[Records excerpted from a collection]
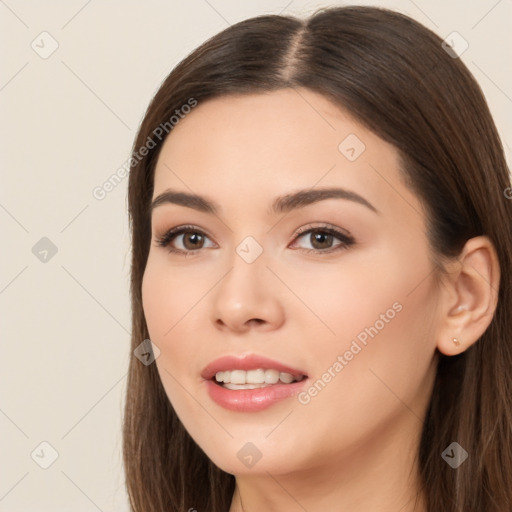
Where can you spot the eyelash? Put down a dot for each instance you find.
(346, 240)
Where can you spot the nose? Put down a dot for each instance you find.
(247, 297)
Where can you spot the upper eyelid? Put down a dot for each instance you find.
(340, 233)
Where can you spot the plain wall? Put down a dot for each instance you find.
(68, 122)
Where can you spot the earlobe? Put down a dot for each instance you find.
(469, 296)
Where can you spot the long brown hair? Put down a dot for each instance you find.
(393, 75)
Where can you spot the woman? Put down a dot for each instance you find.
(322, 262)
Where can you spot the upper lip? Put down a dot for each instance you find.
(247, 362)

...

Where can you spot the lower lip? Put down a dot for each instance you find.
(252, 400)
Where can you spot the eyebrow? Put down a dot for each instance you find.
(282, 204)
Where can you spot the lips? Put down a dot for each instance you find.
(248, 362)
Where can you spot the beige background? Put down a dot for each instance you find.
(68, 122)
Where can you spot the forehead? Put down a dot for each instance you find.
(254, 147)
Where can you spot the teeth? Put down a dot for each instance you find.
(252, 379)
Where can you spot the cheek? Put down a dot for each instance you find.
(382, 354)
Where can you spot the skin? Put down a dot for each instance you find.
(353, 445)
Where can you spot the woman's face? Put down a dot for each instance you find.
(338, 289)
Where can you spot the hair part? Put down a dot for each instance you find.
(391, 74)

---

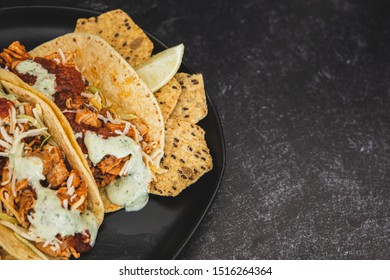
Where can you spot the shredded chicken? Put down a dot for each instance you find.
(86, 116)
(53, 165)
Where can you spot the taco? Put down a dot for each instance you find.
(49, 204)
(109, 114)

• _What the exercise asks_
How many lines of the listing above contain the string "hair", with case counting? Reply with the number alone.

• _Task answer_
2